__MATERIAL TO PROCESS__.
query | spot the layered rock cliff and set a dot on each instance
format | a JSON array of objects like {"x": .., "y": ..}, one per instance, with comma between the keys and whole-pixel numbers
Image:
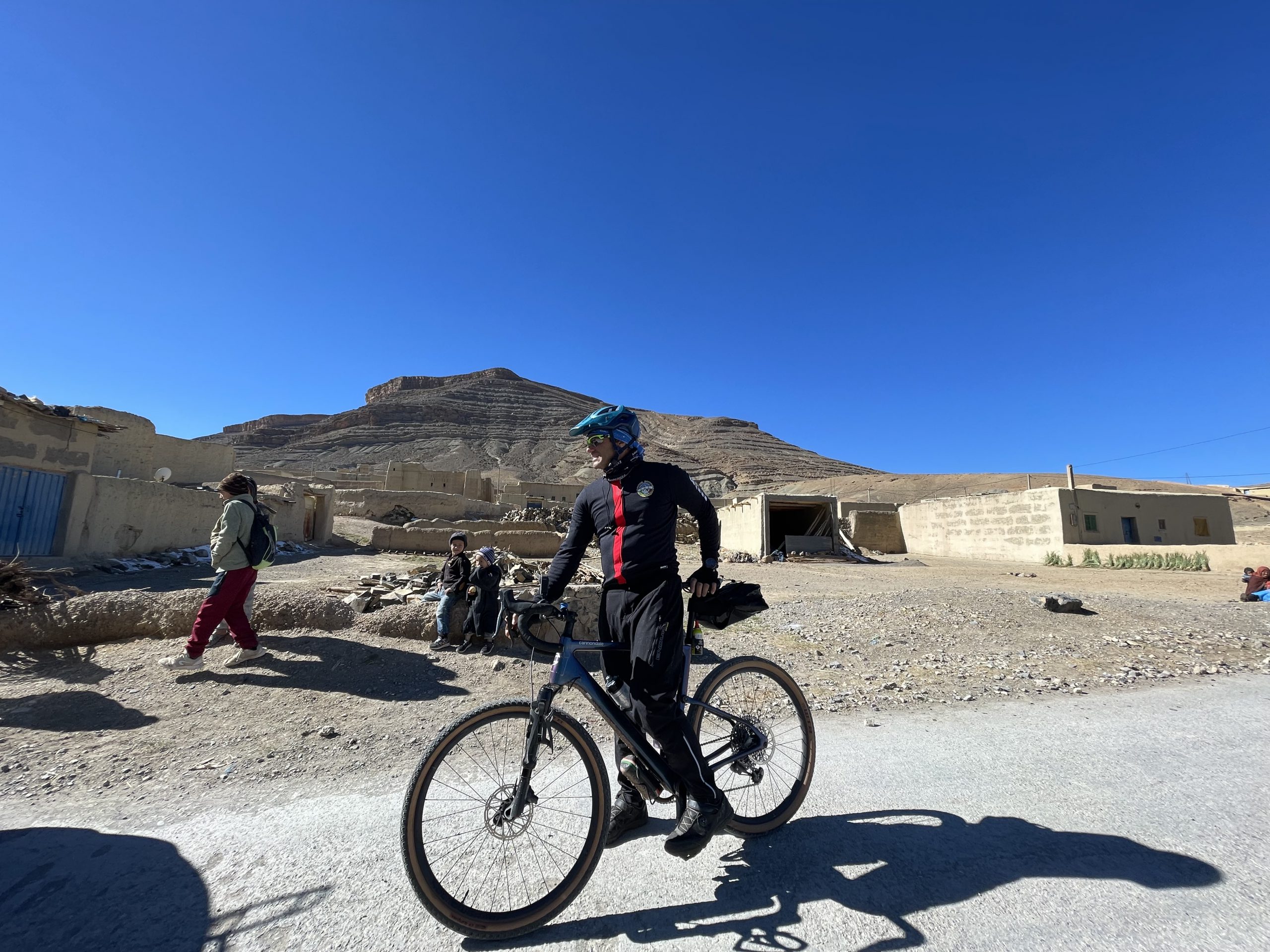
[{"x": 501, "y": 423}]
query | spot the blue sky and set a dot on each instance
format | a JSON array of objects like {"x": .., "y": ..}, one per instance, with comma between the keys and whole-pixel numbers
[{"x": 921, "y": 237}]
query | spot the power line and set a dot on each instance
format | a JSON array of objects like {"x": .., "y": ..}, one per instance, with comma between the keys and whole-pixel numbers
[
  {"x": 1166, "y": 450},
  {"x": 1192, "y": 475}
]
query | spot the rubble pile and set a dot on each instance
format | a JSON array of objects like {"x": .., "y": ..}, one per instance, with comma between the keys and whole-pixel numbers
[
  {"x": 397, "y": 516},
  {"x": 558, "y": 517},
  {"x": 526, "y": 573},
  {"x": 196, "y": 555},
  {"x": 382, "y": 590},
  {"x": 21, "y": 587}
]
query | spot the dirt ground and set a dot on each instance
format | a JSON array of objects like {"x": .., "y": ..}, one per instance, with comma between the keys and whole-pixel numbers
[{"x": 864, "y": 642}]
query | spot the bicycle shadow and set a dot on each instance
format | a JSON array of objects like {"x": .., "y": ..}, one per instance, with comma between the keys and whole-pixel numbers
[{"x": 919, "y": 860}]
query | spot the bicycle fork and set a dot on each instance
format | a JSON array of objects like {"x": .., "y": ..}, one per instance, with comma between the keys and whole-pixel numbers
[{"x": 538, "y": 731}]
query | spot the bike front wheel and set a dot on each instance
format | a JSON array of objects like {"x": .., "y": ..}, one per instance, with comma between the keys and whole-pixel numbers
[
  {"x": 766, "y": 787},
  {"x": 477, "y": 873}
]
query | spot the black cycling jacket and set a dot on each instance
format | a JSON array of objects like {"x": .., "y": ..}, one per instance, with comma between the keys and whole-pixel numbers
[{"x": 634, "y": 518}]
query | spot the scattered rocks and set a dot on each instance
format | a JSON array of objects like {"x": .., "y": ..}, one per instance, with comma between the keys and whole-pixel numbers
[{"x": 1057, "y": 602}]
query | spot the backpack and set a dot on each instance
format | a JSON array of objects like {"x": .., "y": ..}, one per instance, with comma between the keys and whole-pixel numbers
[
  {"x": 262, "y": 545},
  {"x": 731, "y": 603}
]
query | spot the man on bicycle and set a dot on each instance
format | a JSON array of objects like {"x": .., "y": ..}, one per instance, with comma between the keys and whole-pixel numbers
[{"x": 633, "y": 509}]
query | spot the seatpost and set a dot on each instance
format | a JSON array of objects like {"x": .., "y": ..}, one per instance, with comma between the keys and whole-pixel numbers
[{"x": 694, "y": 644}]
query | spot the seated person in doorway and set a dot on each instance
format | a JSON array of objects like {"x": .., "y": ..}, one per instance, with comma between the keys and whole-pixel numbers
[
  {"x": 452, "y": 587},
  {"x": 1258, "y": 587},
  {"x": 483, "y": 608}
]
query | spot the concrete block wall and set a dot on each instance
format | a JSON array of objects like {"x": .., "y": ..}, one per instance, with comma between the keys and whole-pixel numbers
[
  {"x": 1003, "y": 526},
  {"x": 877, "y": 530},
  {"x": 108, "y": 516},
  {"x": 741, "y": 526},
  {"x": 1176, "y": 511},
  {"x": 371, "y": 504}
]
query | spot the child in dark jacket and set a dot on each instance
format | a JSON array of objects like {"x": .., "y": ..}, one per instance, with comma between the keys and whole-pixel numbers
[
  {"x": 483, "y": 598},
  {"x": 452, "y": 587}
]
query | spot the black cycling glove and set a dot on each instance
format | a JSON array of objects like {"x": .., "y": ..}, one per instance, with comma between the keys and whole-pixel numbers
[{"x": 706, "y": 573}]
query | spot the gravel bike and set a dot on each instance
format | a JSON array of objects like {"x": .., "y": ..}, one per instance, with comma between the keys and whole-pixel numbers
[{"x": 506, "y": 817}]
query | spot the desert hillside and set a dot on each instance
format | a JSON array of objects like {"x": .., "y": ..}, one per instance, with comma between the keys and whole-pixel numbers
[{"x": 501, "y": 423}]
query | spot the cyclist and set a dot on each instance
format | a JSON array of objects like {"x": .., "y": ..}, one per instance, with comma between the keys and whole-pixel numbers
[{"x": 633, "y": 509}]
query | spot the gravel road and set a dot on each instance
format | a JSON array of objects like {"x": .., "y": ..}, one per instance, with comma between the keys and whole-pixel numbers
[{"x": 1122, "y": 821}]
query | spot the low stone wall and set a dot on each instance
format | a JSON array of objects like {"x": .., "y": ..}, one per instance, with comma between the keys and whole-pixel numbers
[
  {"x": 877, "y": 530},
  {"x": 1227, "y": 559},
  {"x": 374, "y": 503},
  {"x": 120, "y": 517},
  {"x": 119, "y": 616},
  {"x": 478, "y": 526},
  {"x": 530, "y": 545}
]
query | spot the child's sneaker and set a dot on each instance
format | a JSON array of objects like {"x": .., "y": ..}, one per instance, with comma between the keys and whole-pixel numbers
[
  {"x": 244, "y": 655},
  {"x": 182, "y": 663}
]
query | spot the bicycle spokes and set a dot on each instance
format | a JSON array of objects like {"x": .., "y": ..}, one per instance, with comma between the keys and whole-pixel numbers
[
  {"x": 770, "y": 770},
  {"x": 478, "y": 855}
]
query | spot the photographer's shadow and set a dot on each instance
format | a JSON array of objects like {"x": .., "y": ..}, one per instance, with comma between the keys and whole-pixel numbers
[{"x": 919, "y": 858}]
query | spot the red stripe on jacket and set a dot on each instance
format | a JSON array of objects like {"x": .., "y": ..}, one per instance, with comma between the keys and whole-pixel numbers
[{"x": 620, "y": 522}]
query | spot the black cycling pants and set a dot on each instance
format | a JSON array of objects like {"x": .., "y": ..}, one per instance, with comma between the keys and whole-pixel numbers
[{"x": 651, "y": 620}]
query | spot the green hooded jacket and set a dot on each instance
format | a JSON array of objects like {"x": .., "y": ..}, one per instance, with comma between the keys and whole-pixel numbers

__EXERCISE GOAL__.
Format the items above as a JSON list of strings, with one string for each line and no blank lines. Leave the picture out of the list.

__WRITTEN RESPONSE__.
[
  "query | spot the layered rock cliff and set a dot on each instance",
  "format | a JSON array of objects like {\"x\": .., \"y\": ..}, one per instance, with comma between the keys and whole-pixel numbers",
  "Image:",
  "[{\"x\": 501, \"y\": 423}]",
  "query | spot the blue sky and set a dot on each instance",
  "format | a JSON array of objects like {\"x\": .., \"y\": ..}, one per instance, with comma between the keys and whole-pixel numbers",
  "[{\"x\": 921, \"y\": 237}]",
  "query | spot the power line and set a dot on each instance",
  "format | a JSON array of objects like {\"x\": .., \"y\": ..}, one per instance, with comma between the keys and whole-pixel numbers",
  "[",
  "  {\"x\": 1166, \"y\": 450},",
  "  {\"x\": 1192, \"y\": 475}",
  "]",
  "query | spot the rubble pile and set a dot on each instance",
  "format | a JSON array of objects like {\"x\": .., \"y\": ..}, one per instance, with comma between the keys and whole-pixel numbers",
  "[",
  "  {\"x\": 397, \"y\": 516},",
  "  {\"x\": 558, \"y\": 517},",
  "  {\"x\": 526, \"y\": 573},",
  "  {\"x\": 196, \"y\": 555},",
  "  {\"x\": 382, \"y\": 590},",
  "  {\"x\": 21, \"y\": 587}",
  "]",
  "query | spot the dirt ground and set a dot on each instance",
  "format | a JSON array of objects like {\"x\": .., \"y\": ..}, one per instance, with comma between the keys and whole-pixel numbers",
  "[{\"x\": 864, \"y\": 642}]",
  "query | spot the bicycle shadow and set a dot on each instance",
  "format | a JSON array of objects like {\"x\": .., \"y\": ..}, one per instance, with comma between the keys and whole-pixel numbers",
  "[{\"x\": 919, \"y\": 860}]",
  "query | spot the bicycle fork and set a dot on each instance",
  "format | a JSON array of objects like {\"x\": .., \"y\": ..}, one per instance, with comma between the keys and whole-pixel numbers",
  "[{\"x\": 538, \"y\": 731}]",
  "query | spot the bike front wheel and set a dot on each instance",
  "format | a JSON array of objects like {\"x\": .., \"y\": ..}, one per instance, with comma between the keys and whole-pixel numbers",
  "[",
  "  {\"x\": 766, \"y\": 787},",
  "  {\"x\": 477, \"y\": 873}",
  "]",
  "query | spot the black cycling jacket and set a dot on each instance",
  "format | a JSON array of objects like {\"x\": .., \"y\": ..}, one per instance, with comma between the keys and whole-pixel numbers",
  "[{\"x\": 634, \"y\": 518}]",
  "query | spot the scattered rocks and set a dot on each instance",
  "format | a JSON array of objects like {\"x\": .., \"y\": ..}, one per instance, with comma between the keys and whole-pixel numbers",
  "[{\"x\": 1057, \"y\": 602}]",
  "query | spot the backpack and set a dot on each instance",
  "format | a JSON array of objects like {\"x\": .., \"y\": ..}, one per instance, with comma between the keys and whole-pixel numbers",
  "[",
  "  {\"x\": 262, \"y\": 545},",
  "  {\"x\": 731, \"y\": 603}",
  "]",
  "query | spot the man on bicycle and set a dot on each instance",
  "format | a JSON array of objects like {\"x\": .., \"y\": ..}, one per instance, with comma between the keys and whole-pixel numbers",
  "[{\"x\": 633, \"y\": 509}]",
  "query | spot the seatpost and set a dot on each instance",
  "format | a JSON array of objects like {\"x\": .., \"y\": ..}, one per instance, with comma between the keys and whole-pixel numbers",
  "[{\"x\": 694, \"y\": 644}]",
  "query | spot the seated person in doorway and set a dot on each instance",
  "format | a JSON array of objects like {\"x\": .., \"y\": ..}, one per instance, with comma between the keys and whole-pixel numbers",
  "[",
  "  {\"x\": 452, \"y\": 587},",
  "  {\"x\": 1258, \"y\": 587},",
  "  {\"x\": 483, \"y\": 608}",
  "]",
  "query | spot the concrete block wall and set a dot on each instance",
  "format | a JSON array of objects like {\"x\": .., \"y\": ..}, one per instance, with comma between the keys and whole-pixel numbers",
  "[",
  "  {\"x\": 1003, \"y\": 526},",
  "  {\"x\": 877, \"y\": 530},",
  "  {\"x\": 108, \"y\": 516},",
  "  {\"x\": 741, \"y\": 526},",
  "  {\"x\": 1176, \"y\": 511},",
  "  {\"x\": 371, \"y\": 504}",
  "]",
  "query | spot the child in dark jacket and set a dot on each instance",
  "format | a JSON array of objects like {\"x\": .., \"y\": ..}, one per instance, with comma between the keys and whole-pixel numbers",
  "[",
  "  {\"x\": 483, \"y\": 598},",
  "  {\"x\": 452, \"y\": 587}",
  "]",
  "query | spot the black cycling glove and set a dot on each instance",
  "format | a JSON array of objects like {\"x\": .., \"y\": ..}, one per instance, with comma between the keys and whole-pixel numbers",
  "[{\"x\": 706, \"y\": 573}]",
  "query | spot the gravel bike and set a dot on each instance",
  "format | a JSON array of objects like {\"x\": .., \"y\": ..}, one per instance, with comma between the keys and whole-pixel numbers",
  "[{\"x\": 506, \"y\": 817}]",
  "query | spot the desert hillside and set a dot on each instance",
  "format | a JSON array of objects like {\"x\": .., \"y\": ..}, one per instance, with comma between the keys and whole-pixel numbers",
  "[{\"x\": 501, \"y\": 423}]",
  "query | spot the cyclist and set a dot on each instance",
  "format | a JSON array of objects like {\"x\": .., \"y\": ..}, one per instance, with comma between the keys and whole-pixel numbers",
  "[{\"x\": 633, \"y\": 509}]",
  "query | spot the gravel road and set a dot on each instance",
  "format | a JSON array of objects like {\"x\": .., \"y\": ..}, one per instance, with comma between the keys and whole-pixel numbers",
  "[{\"x\": 1122, \"y\": 821}]",
  "query | spot the low stone wall and set a dot on each instance",
  "format | a JSON array of objects like {\"x\": .., \"y\": ..}, one per instance, with comma between the keys and whole-pixel numbers",
  "[",
  "  {\"x\": 877, \"y\": 530},",
  "  {\"x\": 1227, \"y\": 559},",
  "  {\"x\": 374, \"y\": 503},",
  "  {\"x\": 120, \"y\": 517},",
  "  {\"x\": 119, \"y\": 616},",
  "  {\"x\": 478, \"y\": 526},",
  "  {\"x\": 530, \"y\": 545}",
  "]",
  "query | spot the child's sneaker and set a dot on each instance",
  "format | a JSON array of objects like {\"x\": .., \"y\": ..}, one per instance, with comma between the keys and whole-pixel numbers",
  "[",
  "  {\"x\": 244, \"y\": 655},",
  "  {\"x\": 182, \"y\": 663}",
  "]",
  "query | spot the bicycle spokes and set a dot on each instance",
  "format | a JSON array of objects like {\"x\": .., \"y\": ..}, one per instance, with comma between the keys and whole-pixel numbers",
  "[",
  "  {\"x\": 770, \"y\": 770},",
  "  {\"x\": 478, \"y\": 855}",
  "]",
  "query | spot the photographer's shadow and set a dot on each instance",
  "format | a JSON array of objects like {\"x\": .., \"y\": ..}, one per instance, with comma between the keys and whole-pixel numbers",
  "[{\"x\": 919, \"y\": 858}]",
  "query | spot the red stripe on jacket and set a dot on each instance",
  "format | a JSON array of objects like {\"x\": .., \"y\": ..}, one per instance, with comma between the keys and whole-pixel numbers",
  "[{\"x\": 620, \"y\": 522}]",
  "query | spot the black cycling pants and set a dot on each instance",
  "format | a JSON array of objects like {\"x\": .., \"y\": ..}, one per instance, with comma between the keys and whole-pixel numbers",
  "[{\"x\": 651, \"y\": 620}]",
  "query | spot the green hooded jacket and set a dot on each instance",
  "format | a JSON array of objects like {\"x\": .., \"y\": ..}, one per instance, with comma between the keys and whole-pixel numbers"
]